Dataset entries
= Beginning of Section =
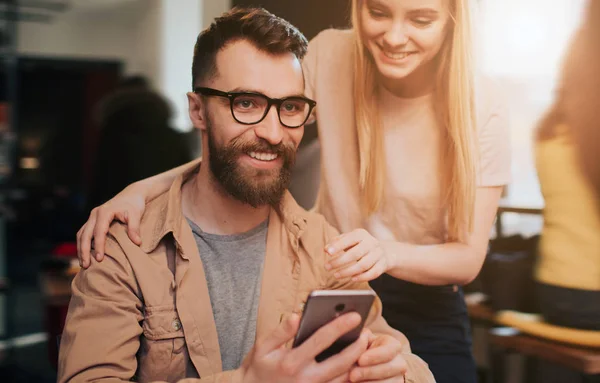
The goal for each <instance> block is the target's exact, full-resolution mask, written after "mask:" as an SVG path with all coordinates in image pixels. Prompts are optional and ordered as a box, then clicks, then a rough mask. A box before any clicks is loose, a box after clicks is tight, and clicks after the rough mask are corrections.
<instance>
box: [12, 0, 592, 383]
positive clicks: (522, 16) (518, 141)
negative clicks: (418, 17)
mask: <svg viewBox="0 0 600 383" xmlns="http://www.w3.org/2000/svg"><path fill="white" fill-rule="evenodd" d="M591 1H595V0H591ZM478 3H479V8H480V9H479V11H480V14H479V15H478V17H477V20H478V24H479V28H480V33H479V34H478V39H479V42H478V44H479V50H480V52H479V53H480V64H481V68H482V70H483V71H484V72H485V73H486V74H487V75H489V76H491V77H492V78H494V79H496V80H498V81H499V82H500V83H501V84H502V85H503V91H504V92H505V96H506V99H507V100H508V102H509V107H510V116H511V117H510V124H511V125H510V129H511V136H512V144H513V183H512V184H511V185H510V186H509V187H508V188H507V190H506V192H505V197H504V202H503V204H504V206H505V207H506V209H505V211H504V212H503V213H502V222H501V226H497V230H500V229H501V230H502V235H503V236H511V235H517V234H518V235H522V236H523V237H524V238H529V237H531V236H533V235H536V234H537V233H539V231H540V229H541V227H542V217H541V215H540V213H541V209H542V207H543V205H544V201H543V199H542V196H541V194H540V190H539V186H538V181H537V175H536V170H535V165H534V161H533V155H532V153H533V152H532V147H533V141H532V133H533V131H534V128H535V127H536V124H537V123H538V121H539V120H540V118H541V116H542V115H543V113H544V112H545V111H546V110H547V108H548V107H549V106H550V104H551V102H552V100H553V98H554V93H553V92H554V89H555V87H556V81H557V75H558V70H559V67H560V63H561V60H562V56H563V54H564V52H565V49H566V48H567V44H568V41H569V39H570V37H571V36H572V34H573V32H574V31H575V30H576V28H577V27H578V25H579V24H580V22H581V17H582V16H581V15H582V10H583V9H584V6H585V4H586V1H585V0H552V1H547V0H479V1H478ZM249 4H251V5H262V6H264V7H265V8H267V9H268V10H270V11H272V12H273V13H275V14H277V15H279V16H282V17H284V18H286V19H288V20H289V21H291V22H292V23H293V24H295V25H296V26H298V27H299V29H300V30H301V31H303V32H304V33H305V35H306V36H307V38H309V39H310V38H312V37H314V36H315V35H316V34H317V33H318V32H319V31H320V30H322V29H325V28H328V27H331V26H334V27H344V26H347V25H348V21H347V20H348V10H349V1H348V0H302V1H293V0H289V1H288V0H262V1H261V0H256V1H253V0H0V336H1V338H0V371H1V372H0V381H3V382H4V381H15V382H22V381H23V382H29V381H32V382H33V381H35V382H46V381H48V382H51V381H54V380H55V379H56V377H55V363H56V339H57V338H56V337H57V335H58V334H59V333H60V328H61V326H62V324H61V321H62V320H64V318H63V316H64V313H65V312H66V304H67V303H68V281H69V280H70V279H69V278H71V277H72V275H73V273H75V272H76V264H74V263H73V262H72V260H73V259H74V258H73V254H74V252H75V248H74V240H75V234H76V232H77V230H78V229H79V227H80V226H81V225H82V224H83V223H84V222H85V220H86V218H87V216H88V214H89V209H90V207H93V206H96V205H98V204H99V203H101V202H102V201H103V200H105V199H106V198H108V197H110V196H111V195H113V194H115V193H116V192H118V191H119V190H120V189H121V186H120V185H122V184H123V182H125V184H126V183H129V182H131V181H134V180H133V179H129V178H126V177H125V176H124V178H123V179H121V180H115V179H112V178H111V177H110V175H107V174H106V172H107V170H106V169H107V168H110V167H111V166H114V163H113V164H110V161H111V159H112V161H115V160H114V158H118V161H119V164H120V165H121V166H123V167H127V166H130V161H127V157H129V156H131V157H134V158H139V157H140V156H141V155H144V153H146V152H148V153H157V152H156V150H159V149H160V150H161V152H160V153H161V154H160V155H155V156H154V157H158V158H154V159H152V158H151V157H152V156H148V155H146V157H145V158H148V160H147V161H143V162H144V163H143V164H138V165H136V166H138V167H137V168H135V169H131V173H132V174H133V173H135V174H137V175H138V177H139V178H143V177H145V176H149V175H153V174H156V173H158V172H159V171H162V170H166V169H169V168H171V167H173V166H176V165H178V164H181V163H184V162H186V161H188V160H189V159H191V158H194V157H197V156H198V154H199V152H198V148H199V143H198V139H197V136H196V134H195V133H193V132H191V126H190V123H189V120H188V117H187V101H186V96H185V94H186V92H187V91H189V90H190V86H191V85H190V81H191V80H190V79H191V76H190V67H191V61H192V49H193V45H194V42H195V39H196V36H197V34H198V32H199V31H201V30H202V29H203V28H204V27H206V26H207V25H209V23H210V22H211V20H212V19H213V18H214V17H215V16H217V15H219V14H220V13H222V12H223V11H225V10H227V9H229V8H230V7H232V6H234V5H249ZM124 105H125V106H127V107H130V108H133V109H135V108H138V110H146V111H148V110H153V111H155V112H153V113H155V114H152V115H150V116H148V115H146V116H145V117H132V116H131V115H128V116H125V115H123V114H122V113H120V110H121V109H120V108H121V107H123V106H124ZM142 115H144V114H143V113H142ZM136 118H140V120H136ZM144 124H146V125H150V126H149V127H148V129H153V133H152V134H150V135H148V134H143V133H144V132H140V131H130V132H125V133H122V132H121V130H119V129H118V128H111V129H112V131H111V129H108V128H106V129H103V128H102V127H104V126H111V127H114V126H117V127H118V126H124V125H128V126H130V125H139V126H142V125H144ZM115 129H116V130H115ZM120 134H122V135H124V136H119V138H120V140H119V142H122V144H120V145H116V146H115V145H107V144H106V142H107V141H111V142H115V141H114V139H115V137H116V136H118V135H120ZM142 136H143V137H144V138H143V139H142V140H143V141H140V137H142ZM315 139H316V133H315V129H311V130H307V135H306V137H305V139H304V141H303V148H304V152H303V153H304V157H303V158H304V159H302V156H301V159H300V161H303V160H304V161H314V160H315V159H316V161H318V147H317V148H316V149H315V147H314V143H315V142H316V141H315ZM156 148H159V149H156ZM315 153H317V155H316V156H315ZM109 154H110V155H109ZM146 154H147V153H146ZM103 156H104V157H103ZM103 158H104V159H103ZM133 162H134V163H135V161H133ZM138 162H139V161H138ZM131 166H134V165H131ZM317 169H318V167H317ZM301 172H302V166H301V167H300V169H299V170H298V174H297V176H296V180H297V181H296V182H302V183H306V182H307V181H306V179H307V178H308V179H309V181H308V182H313V183H314V182H318V179H319V175H318V172H316V173H315V172H314V171H311V172H308V173H302V174H301ZM298 180H302V181H298ZM296 193H297V195H296V196H297V198H298V199H299V200H300V201H301V203H302V204H304V205H305V206H310V203H311V201H312V199H313V198H314V196H313V195H312V194H311V195H301V194H299V192H296ZM519 208H521V209H522V210H523V209H524V210H525V211H529V212H533V213H532V214H522V211H521V212H520V210H519ZM527 209H530V210H527ZM497 234H498V233H492V234H491V235H492V237H495V236H496V235H497ZM599 235H600V234H599ZM65 286H66V287H65ZM476 343H477V342H476ZM478 347H479V346H478V345H477V344H476V348H477V350H487V349H486V348H485V347H486V346H481V347H483V348H481V349H480V348H478ZM478 352H479V353H480V354H481V355H483V356H481V355H480V356H481V357H478V363H480V364H481V366H482V371H484V369H485V368H487V367H489V364H490V361H489V360H488V358H487V356H485V355H484V354H486V352H485V351H478ZM515 363H516V364H518V363H517V362H515ZM515 368H516V369H517V370H518V367H515ZM484 375H485V374H482V376H484ZM509 375H510V374H509ZM517 375H518V374H517V373H514V374H513V375H511V376H512V377H507V378H506V379H507V380H506V381H509V380H510V379H513V380H512V381H515V382H517V381H523V380H522V379H521V378H520V377H515V376H517ZM5 379H6V380H5ZM483 379H484V378H482V381H483ZM503 379H504V378H503ZM519 379H521V380H519ZM497 381H502V380H497Z"/></svg>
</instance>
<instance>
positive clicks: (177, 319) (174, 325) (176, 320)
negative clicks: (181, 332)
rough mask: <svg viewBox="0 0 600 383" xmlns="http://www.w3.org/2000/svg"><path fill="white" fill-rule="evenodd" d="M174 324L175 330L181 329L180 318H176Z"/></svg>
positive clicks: (174, 321)
mask: <svg viewBox="0 0 600 383" xmlns="http://www.w3.org/2000/svg"><path fill="white" fill-rule="evenodd" d="M172 325H173V330H175V331H179V330H181V322H180V321H179V319H174V320H173V323H172Z"/></svg>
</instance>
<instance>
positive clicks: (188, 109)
mask: <svg viewBox="0 0 600 383" xmlns="http://www.w3.org/2000/svg"><path fill="white" fill-rule="evenodd" d="M187 97H188V111H189V114H190V120H191V121H192V124H193V125H194V127H195V128H196V129H200V130H203V131H204V130H206V118H205V112H206V105H205V101H206V100H205V99H204V98H202V97H201V96H200V95H198V94H196V93H194V92H188V93H187Z"/></svg>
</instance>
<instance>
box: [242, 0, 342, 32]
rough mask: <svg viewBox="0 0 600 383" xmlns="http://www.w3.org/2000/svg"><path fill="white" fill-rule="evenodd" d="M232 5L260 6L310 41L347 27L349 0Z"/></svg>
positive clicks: (244, 0) (279, 1)
mask: <svg viewBox="0 0 600 383" xmlns="http://www.w3.org/2000/svg"><path fill="white" fill-rule="evenodd" d="M232 3H233V5H242V6H248V5H254V6H261V7H263V8H265V9H267V10H268V11H270V12H273V13H274V14H276V15H277V16H281V17H283V18H284V19H286V20H288V21H290V22H291V23H292V24H294V25H295V26H296V27H298V29H300V30H301V31H302V33H304V35H305V36H306V37H307V38H308V39H309V40H310V39H312V38H313V37H315V36H316V35H317V33H319V32H320V31H322V30H323V29H327V28H330V27H335V28H344V27H347V26H348V25H349V19H350V17H349V16H350V0H233V1H232Z"/></svg>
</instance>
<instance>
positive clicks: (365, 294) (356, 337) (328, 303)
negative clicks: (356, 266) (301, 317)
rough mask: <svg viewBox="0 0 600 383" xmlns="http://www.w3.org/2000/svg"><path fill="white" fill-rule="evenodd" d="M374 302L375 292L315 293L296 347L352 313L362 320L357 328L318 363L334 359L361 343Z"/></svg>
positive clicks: (322, 358)
mask: <svg viewBox="0 0 600 383" xmlns="http://www.w3.org/2000/svg"><path fill="white" fill-rule="evenodd" d="M374 300H375V293H374V292H373V291H372V290H315V291H313V292H312V293H311V294H310V295H309V296H308V299H307V301H306V304H305V306H304V311H303V312H302V318H301V319H300V327H299V329H298V333H297V334H296V338H295V339H294V345H293V347H297V346H299V345H301V344H302V343H303V342H304V341H305V340H307V339H308V338H310V336H311V335H312V334H314V333H315V332H316V331H317V330H318V329H320V328H321V327H323V326H325V325H326V324H328V323H329V322H331V321H333V320H334V319H335V318H337V317H339V316H341V315H344V314H346V313H350V312H356V313H358V314H359V315H360V316H361V318H362V320H361V323H360V325H359V326H358V327H356V328H354V329H353V330H351V331H350V332H348V333H347V334H344V335H342V336H341V337H340V338H339V339H338V340H337V341H335V343H333V344H332V345H331V346H330V347H329V348H327V349H326V350H324V351H323V352H322V353H321V354H319V355H318V356H317V357H316V358H315V359H316V360H317V362H321V361H323V360H325V359H327V358H329V357H330V356H332V355H335V354H337V353H339V352H340V351H342V350H343V349H344V348H346V347H347V346H348V345H350V344H352V343H353V342H354V341H356V340H357V339H358V337H359V336H360V333H361V331H362V329H363V327H364V325H365V321H366V319H367V317H368V316H369V311H370V310H371V306H372V305H373V301H374Z"/></svg>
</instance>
= End of Section =
TASK INSTRUCTIONS:
From the first line of the records through the line with "positive clicks: (522, 16) (518, 141)", reproduce each line exactly and leave the pictures out.

EXERCISE RESPONSE:
The goal for each <instance> block is the target's exact, full-resolution mask, written after "mask:" as an SVG path with all coordinates in image pixels. Prompts are optional and ordered as a box, then clicks, then a rough mask. A box before any clicks is loose, a box after clicks is tight, and clicks after the rough mask are corrections.
<instance>
box: [12, 0, 592, 383]
positive clicks: (522, 16) (518, 141)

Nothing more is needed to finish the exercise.